**Exercise**:
Output the full listing word for word.
[Supplied records — start]
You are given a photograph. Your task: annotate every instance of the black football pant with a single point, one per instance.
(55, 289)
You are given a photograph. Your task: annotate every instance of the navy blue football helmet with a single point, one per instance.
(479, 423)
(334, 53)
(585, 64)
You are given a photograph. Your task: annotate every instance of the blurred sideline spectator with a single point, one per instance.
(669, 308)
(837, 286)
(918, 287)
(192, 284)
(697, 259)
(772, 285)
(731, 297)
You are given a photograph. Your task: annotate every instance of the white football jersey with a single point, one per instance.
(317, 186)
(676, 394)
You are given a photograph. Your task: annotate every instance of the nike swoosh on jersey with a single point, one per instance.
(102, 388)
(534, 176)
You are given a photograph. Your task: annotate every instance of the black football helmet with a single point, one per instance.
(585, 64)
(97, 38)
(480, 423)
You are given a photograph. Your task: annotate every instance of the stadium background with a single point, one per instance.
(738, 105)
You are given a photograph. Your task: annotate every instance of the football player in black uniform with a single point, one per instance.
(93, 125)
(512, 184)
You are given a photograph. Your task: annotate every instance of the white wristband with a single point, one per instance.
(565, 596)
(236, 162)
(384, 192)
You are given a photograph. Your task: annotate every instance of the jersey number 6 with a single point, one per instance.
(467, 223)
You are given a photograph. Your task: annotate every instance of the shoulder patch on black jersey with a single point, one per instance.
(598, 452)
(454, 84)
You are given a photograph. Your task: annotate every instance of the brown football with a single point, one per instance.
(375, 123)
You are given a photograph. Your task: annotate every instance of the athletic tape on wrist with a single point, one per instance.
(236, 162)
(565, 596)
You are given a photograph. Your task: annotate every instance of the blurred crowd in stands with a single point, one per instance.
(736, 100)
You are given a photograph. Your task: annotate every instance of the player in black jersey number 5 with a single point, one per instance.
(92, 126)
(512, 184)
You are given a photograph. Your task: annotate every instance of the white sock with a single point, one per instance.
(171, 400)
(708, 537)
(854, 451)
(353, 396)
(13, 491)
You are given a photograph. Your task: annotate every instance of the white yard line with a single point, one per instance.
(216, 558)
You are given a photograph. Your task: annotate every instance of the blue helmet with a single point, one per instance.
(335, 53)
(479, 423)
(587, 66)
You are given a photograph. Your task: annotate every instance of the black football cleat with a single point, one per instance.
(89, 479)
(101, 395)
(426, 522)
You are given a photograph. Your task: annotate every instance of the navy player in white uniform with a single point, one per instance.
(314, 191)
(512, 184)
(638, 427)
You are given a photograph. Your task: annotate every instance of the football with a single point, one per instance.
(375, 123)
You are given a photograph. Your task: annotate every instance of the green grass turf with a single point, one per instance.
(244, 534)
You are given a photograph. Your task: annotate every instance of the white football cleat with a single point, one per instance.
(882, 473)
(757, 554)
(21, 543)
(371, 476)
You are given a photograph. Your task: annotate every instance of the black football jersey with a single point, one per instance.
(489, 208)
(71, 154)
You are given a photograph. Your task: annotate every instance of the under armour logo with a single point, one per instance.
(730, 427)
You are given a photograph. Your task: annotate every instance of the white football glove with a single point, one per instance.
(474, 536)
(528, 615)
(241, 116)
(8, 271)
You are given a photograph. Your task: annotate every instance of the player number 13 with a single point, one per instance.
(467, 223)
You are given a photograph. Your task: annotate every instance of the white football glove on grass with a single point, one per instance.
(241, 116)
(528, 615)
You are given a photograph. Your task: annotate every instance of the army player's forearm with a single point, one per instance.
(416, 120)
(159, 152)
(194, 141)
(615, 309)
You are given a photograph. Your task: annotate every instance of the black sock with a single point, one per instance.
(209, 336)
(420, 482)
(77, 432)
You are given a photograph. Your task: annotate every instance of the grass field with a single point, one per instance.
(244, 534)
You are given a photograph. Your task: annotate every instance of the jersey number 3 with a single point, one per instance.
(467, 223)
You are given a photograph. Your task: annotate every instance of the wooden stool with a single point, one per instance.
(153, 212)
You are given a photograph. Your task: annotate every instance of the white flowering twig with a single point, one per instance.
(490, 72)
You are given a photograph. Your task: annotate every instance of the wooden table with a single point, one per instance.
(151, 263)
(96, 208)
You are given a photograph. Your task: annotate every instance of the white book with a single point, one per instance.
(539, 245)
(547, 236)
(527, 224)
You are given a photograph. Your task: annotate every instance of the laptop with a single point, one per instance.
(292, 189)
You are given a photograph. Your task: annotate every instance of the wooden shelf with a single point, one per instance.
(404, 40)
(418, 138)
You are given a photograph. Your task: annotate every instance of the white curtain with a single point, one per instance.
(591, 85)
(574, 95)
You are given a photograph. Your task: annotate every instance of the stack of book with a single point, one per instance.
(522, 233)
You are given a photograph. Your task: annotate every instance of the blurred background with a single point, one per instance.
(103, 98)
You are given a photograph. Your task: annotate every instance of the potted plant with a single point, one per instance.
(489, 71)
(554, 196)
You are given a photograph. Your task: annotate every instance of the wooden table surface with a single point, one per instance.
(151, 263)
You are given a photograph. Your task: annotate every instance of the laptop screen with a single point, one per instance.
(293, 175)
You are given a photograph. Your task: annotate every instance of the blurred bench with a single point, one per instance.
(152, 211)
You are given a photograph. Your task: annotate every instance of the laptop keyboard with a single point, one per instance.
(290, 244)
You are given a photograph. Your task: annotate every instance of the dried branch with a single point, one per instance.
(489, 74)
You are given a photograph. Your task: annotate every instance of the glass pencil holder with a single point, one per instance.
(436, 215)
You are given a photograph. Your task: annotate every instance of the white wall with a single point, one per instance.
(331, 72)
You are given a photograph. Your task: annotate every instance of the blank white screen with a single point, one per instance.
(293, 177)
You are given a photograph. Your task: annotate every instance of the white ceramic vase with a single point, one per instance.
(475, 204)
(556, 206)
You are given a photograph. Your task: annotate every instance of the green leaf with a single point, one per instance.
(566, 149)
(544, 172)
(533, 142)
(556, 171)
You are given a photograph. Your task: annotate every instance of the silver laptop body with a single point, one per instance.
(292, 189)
[Supplied records — finish]
**Exercise solution**:
You are given a photograph. Your task: annotate every instance of the black football pant with a single point, one per instance.
(55, 289)
You are given a photograph. Your task: annotate every instance of the navy blue football helmet with a single point, one per instance.
(479, 423)
(334, 53)
(585, 64)
You are given a photograph. Your task: annotate every instance of the blurred sideline spectator with a single point, one per instance.
(669, 308)
(837, 286)
(918, 287)
(192, 284)
(697, 259)
(772, 285)
(731, 297)
You are given a photograph. Your task: annotate every instance of the white football jersey with a single point, one per instance.
(317, 186)
(676, 394)
You are given a photograph. Your task: annotate every instance of the nike swoosh on jersey with a single point, one per instance.
(102, 388)
(534, 176)
You are given a photograph. Your task: annotate every instance of the black football helmet with a single point, one per instance.
(585, 64)
(97, 38)
(480, 423)
You are given a photograph. Your task: annotate every instance of the stadium background with a single point, one per instance.
(738, 105)
You are given a photograph. Your task: annotate every instance of the football player in black uniform with a single point, one per instance.
(93, 125)
(512, 184)
You are given a photograph. Your task: annotate every instance of the white wristband with a single point, one per instance.
(565, 596)
(236, 162)
(384, 192)
You are given a photograph. Your task: annotate every instance of the jersey number 6 with a single point, one per instance.
(467, 223)
You are given a photograph. Your task: annotate every instance of the shoulder patch on black jersey with a single point, one per instance.
(598, 452)
(454, 84)
You are given a photograph. Your task: annotate every instance of the brown football with a single point, one per instance.
(375, 123)
You are given a photograph. Your task: annotate every instance of the athletic tape on wrist with a single point, one per instance.
(236, 162)
(565, 596)
You are given a photograph. Your task: annotate every instance of the blurred crowd in stands with a single point, one per instance.
(736, 100)
You are given a photograph. Your task: annotate every instance of the player in black jersey number 5 with a single point, one per instance.
(92, 126)
(512, 184)
You are given a photograph. Your task: annotate every instance of the white sock with a single point, one per instance.
(171, 400)
(708, 537)
(854, 451)
(353, 396)
(13, 491)
You are given a photograph. Your task: annotate every instance of the white yard line with a single point, one per instance.
(216, 558)
You are given a photograph. Your task: annotate every instance of the blue helmet with a single point, one per instance.
(335, 53)
(479, 423)
(587, 66)
You are given a photograph. Your task: annotate every instance of the black football cleat with a single point, one per instance.
(89, 479)
(101, 395)
(426, 522)
You are given a photograph. Your task: annotate every instance of the navy player in white uniform with a single point, one per instance.
(314, 191)
(512, 184)
(638, 427)
You are given a photograph. Your task: annotate every instance of the football with a single point, one per instance.
(375, 123)
You are given a photograph. Your task: annotate every instance of the green grass turf with a single point, one per instance.
(244, 534)
You are given a photograph. Your task: annotate every instance of the white football cleat with a single point, one per instance.
(882, 473)
(757, 554)
(21, 543)
(371, 476)
You are given a photograph. Your task: annotate every instance of the black football jersey with a single point, one per instance.
(489, 208)
(71, 154)
You are given a photograph. Your task: annotate every instance of the under armour logo with a single point, one per instance.
(730, 427)
You are given a photograph. Your task: annotate every instance of the white football glove with a single point, one per instance.
(474, 536)
(528, 615)
(241, 116)
(8, 271)
You are given a photograph. Your task: annotate every instance of the player number 13 with a single point, one per instance.
(467, 223)
You are given a photograph. Your task: annotate every instance of the white football glove on grass with a single point, one per instance.
(241, 116)
(528, 615)
You are given a photograph. Your task: annotate every instance of the army player's forearm with a single point, one per instance.
(416, 120)
(159, 152)
(194, 141)
(615, 309)
You are given a photograph. Your task: annotate every instance of the black sock with a single point, one per instance.
(209, 336)
(420, 482)
(77, 432)
You are given a photograph. Your task: annotate every instance of the grass field with a single point, one per instance.
(244, 534)
You are given a photograph. Your task: annotate every instance of the jersey number 3 with a single point, one per instance.
(467, 223)
You are given a photograph. Your task: annotate every instance of the wooden stool with a single point, one per instance.
(153, 212)
You are given a photograph. Your task: annotate every instance of the white flowering twig with a single point, one per instance.
(490, 72)
You are given a photograph. Your task: annotate every instance of the wooden table with a single point, one per instance.
(151, 263)
(96, 208)
You are given a photograph. Your task: annotate every instance of the white book with a single point, one per instance.
(539, 245)
(547, 236)
(527, 224)
You are given a photograph. Your task: annotate every instance of the laptop with a single point, one per instance.
(292, 189)
You are given a photograph. Your task: annotate every instance of the wooden shelf with a single point, one per instance.
(404, 40)
(418, 138)
You are given a photograph. Your task: annotate every instance of the white curtain with a single point, one per instance.
(591, 85)
(574, 95)
You are given a photograph. Your task: annotate every instance of the stack of book with a single point, one per instance.
(522, 233)
You are given a photograph. Your task: annotate every instance of the blurred background with a single point, one per instance.
(103, 98)
You are given a photograph. Your task: annotate every instance of the potted plant with a single point, one per instance.
(489, 71)
(554, 196)
You are given a photograph. Your task: annotate every instance of the wooden table surface with a single point, one per instance.
(151, 263)
You are given a photograph. Your task: annotate every instance of the laptop screen with a single point, one per instance.
(293, 175)
You are given a photograph. Your task: annotate every instance of the blurred bench with a single point, one per instance.
(152, 211)
You are given a photograph. Your task: annotate every instance of the laptop keyboard with a single point, one per instance.
(290, 244)
You are given a photograph. Your task: annotate every instance of the dried branch with a single point, one per instance.
(489, 74)
You are given a photograph. Your task: annotate every instance of the glass pencil holder with a single point, one per instance.
(436, 215)
You are given a photograph. Your task: annotate every instance of the white wall with a single point, one per instance.
(331, 72)
You are given a photograph. Your task: annotate every instance of the blank white screen with a single point, one per instance.
(293, 177)
You are given a photograph. Your task: annotate every instance of the white ceramic vase with a single point, one per instance.
(475, 204)
(556, 206)
You are given a photograph. Your task: annotate every instance of the green leaf with a single point, one per instance.
(566, 149)
(544, 172)
(533, 142)
(556, 171)
You are given a photograph. Your task: annotate every instance of the silver laptop body with a single point, one per instance.
(292, 189)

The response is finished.